**Required work:**
Print the following records again, line for line and with no changes.

====

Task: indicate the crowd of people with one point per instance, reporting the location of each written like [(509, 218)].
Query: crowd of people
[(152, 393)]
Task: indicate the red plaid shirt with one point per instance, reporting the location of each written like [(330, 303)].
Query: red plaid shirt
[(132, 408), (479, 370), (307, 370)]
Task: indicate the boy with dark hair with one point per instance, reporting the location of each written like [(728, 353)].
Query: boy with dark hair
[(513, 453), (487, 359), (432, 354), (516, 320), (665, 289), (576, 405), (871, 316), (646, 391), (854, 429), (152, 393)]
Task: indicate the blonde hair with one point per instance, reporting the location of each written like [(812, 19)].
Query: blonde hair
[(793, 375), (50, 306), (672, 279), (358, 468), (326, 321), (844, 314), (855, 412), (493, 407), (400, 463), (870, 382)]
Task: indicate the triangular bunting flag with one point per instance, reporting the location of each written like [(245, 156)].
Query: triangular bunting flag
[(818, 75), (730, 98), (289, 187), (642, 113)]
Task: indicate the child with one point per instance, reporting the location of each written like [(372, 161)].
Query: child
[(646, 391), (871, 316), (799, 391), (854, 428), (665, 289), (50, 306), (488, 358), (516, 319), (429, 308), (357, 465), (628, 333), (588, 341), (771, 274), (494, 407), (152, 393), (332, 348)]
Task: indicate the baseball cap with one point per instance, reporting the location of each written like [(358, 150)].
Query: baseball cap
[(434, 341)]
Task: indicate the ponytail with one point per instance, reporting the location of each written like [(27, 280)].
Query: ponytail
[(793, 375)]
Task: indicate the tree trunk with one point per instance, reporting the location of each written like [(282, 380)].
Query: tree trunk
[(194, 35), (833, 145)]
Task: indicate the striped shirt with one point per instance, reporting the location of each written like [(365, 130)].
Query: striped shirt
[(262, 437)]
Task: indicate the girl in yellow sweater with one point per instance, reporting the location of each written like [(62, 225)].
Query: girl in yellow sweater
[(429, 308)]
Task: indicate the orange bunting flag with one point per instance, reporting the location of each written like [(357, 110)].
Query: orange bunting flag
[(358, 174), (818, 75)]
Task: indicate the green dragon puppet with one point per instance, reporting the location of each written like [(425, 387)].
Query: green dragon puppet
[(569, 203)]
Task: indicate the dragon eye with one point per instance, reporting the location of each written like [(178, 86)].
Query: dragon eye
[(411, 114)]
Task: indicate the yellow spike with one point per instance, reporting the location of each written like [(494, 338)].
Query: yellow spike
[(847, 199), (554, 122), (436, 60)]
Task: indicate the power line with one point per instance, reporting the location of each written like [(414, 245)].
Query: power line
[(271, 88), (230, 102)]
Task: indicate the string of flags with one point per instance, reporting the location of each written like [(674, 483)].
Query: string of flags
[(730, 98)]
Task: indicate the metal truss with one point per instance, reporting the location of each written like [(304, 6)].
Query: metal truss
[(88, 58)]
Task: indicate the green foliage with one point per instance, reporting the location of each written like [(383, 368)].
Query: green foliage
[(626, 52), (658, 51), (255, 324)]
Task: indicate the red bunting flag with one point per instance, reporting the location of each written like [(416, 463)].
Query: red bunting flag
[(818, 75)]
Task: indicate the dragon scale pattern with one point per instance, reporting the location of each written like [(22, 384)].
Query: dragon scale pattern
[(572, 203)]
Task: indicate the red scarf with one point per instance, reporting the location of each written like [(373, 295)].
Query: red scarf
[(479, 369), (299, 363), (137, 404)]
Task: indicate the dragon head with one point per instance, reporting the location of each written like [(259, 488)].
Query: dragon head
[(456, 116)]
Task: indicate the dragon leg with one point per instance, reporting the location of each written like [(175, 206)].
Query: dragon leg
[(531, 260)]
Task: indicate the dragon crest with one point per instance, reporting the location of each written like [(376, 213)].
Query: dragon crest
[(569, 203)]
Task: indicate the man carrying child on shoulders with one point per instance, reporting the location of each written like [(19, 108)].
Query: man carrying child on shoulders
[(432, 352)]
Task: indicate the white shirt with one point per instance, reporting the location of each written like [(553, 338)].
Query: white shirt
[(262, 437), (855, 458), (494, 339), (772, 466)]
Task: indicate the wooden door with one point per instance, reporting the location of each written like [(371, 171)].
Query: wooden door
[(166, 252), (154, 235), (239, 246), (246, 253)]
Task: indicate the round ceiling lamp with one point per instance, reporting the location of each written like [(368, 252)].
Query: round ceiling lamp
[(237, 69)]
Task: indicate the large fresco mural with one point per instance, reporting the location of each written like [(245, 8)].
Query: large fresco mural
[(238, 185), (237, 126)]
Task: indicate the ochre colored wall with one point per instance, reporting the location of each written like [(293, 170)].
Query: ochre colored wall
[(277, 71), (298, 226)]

====

**Response to this task:**
Task: indicate the crowd of people with one point per instance, reporting the location of each written like [(509, 218)].
Query: crowd of people
[(152, 393)]
Task: indicate the red plaid shirt with one point per instance, reporting the location of each written like [(330, 303)].
Query: red plaid shirt
[(132, 408), (479, 370), (307, 370)]
Task: indicate the boy with dark hair with one point per instance, reporting the location of each written like [(728, 353)].
Query: boy with dark hair
[(513, 453), (487, 359), (432, 354), (516, 320), (665, 289), (576, 405), (871, 316), (646, 391), (854, 429), (152, 393)]
Task: indicate the blonde hair with one point per instance, reporting the location of each written like [(812, 19)].
Query: blonde hair
[(793, 375), (50, 306), (672, 279), (358, 468), (326, 321), (844, 314), (855, 412), (493, 407), (400, 463), (870, 382)]
Task: indicate the triangular bunting flag with one point per instance, reporting the location of each written like [(245, 156)].
Query: triangular bunting flag
[(818, 75), (730, 98), (289, 187), (642, 113)]
Task: indicate the child with one point per instance, reporting the location of each written like [(372, 161)].
Query: child
[(646, 391), (871, 316), (799, 391), (854, 428), (665, 289), (50, 306), (488, 358), (516, 319), (429, 308), (357, 465), (628, 333), (588, 341), (771, 274), (494, 407), (152, 393), (332, 348)]
Task: indicate the baseball cap with one point per instance, reporting the location of each written like [(358, 150)].
Query: baseball cap
[(434, 341)]
Task: indicate the ponytail with one point per instance, reporting the location of each written like [(27, 280)].
Query: ponytail
[(793, 375)]
Task: indicate the tree trunk with one point per instance, reporting the location of each written like [(282, 380)].
Query: tree trunk
[(194, 35), (833, 145)]
Task: indicate the striped shirt with one point per instance, reporting the location of each written like [(365, 130)].
Query: striped shirt
[(262, 437)]
Task: indicate the girl in yellow sweater with one point per instance, reporting the location of each written like [(62, 225)].
Query: girl in yellow sweater
[(429, 308)]
Task: indicate the orange bunting flag with one point per instance, reporting the location of each written like [(357, 110)].
Query: orange bunting flag
[(358, 174), (818, 75)]
Task: indicate the green dragon puppet with one point per instance, reporting the location of each written like [(425, 387)].
Query: green dragon puppet
[(569, 203)]
Task: indicate the dragon eye with one point per instance, reporting the location of each written like [(178, 86)].
Query: dragon eye
[(411, 114)]
Task: indicate the yellow spike with one point per instance, reporting the location of each written like [(494, 338)].
Query: yellow spike
[(847, 199), (554, 122), (436, 60)]
Task: indicate the power line with one point per instance, reporting the location of each written like [(414, 245)].
Query: power line
[(271, 88), (230, 102)]
Task: indicate the string of flags with one point per instance, reporting the location of each written like [(674, 483)].
Query: string of flags
[(730, 98)]
Task: indicate the metal truss with one point per instance, reporting the location of each written like [(304, 6)].
Query: metal truss
[(88, 58)]
Task: indicate the green foliage with one point per instance, reporting the location of each written like [(383, 368)].
Query: green foliage
[(626, 52), (658, 51), (255, 324)]
Task: indicate the red bunting flag with one point per instance, reporting the location of each written like [(416, 463)].
Query: red bunting flag
[(818, 75)]
Task: indicate the dragon scale pattern with one point per instance, reporting the location of each written like [(22, 384)].
Query: dragon scale pattern
[(572, 203)]
Task: indicate the red scarf with one point per instance, reporting the location of each written like [(373, 295)].
Query: red scarf
[(479, 369), (299, 363), (137, 404)]
Task: indicate the dragon head with one point per instance, reporting the location of each written like [(259, 488)].
Query: dragon head
[(456, 116)]
Task: indicate the dragon leg with one point per instance, reporting the location of each written like [(175, 206)].
Query: dragon leg
[(531, 260)]
Task: indicate the dragon crest with one point per instance, reporting the location of each written like [(376, 213)].
Query: dragon crest
[(569, 203)]
Task: indicate the man carrying child on shoulders with one point per instance, reporting the location of each written like [(19, 108)].
Query: man carrying child on shoulders
[(432, 352)]
Task: indicate the white shirt with one point per instance, reporting the location of each written like [(553, 338)].
Query: white shirt
[(262, 437), (855, 458), (494, 339), (772, 466)]
Task: indicate the wooden door with one point per instance, reporting the location of each written like [(371, 171)].
Query: wooden door
[(166, 252), (154, 235), (239, 246), (246, 253)]
Task: indicate the round ceiling lamp with one point per instance, reporting the location of each written like [(368, 252)].
Query: round ceiling lamp
[(237, 69)]
Task: indicate the large fresco mural with one point per instance, reporting the location of each written like [(245, 8)].
Query: large fresco mural
[(238, 185), (237, 126)]
Task: indicate the ochre colored wall with one point per instance, reporting the location of each written like [(293, 170)].
Query: ochre colored wall
[(277, 71), (298, 226)]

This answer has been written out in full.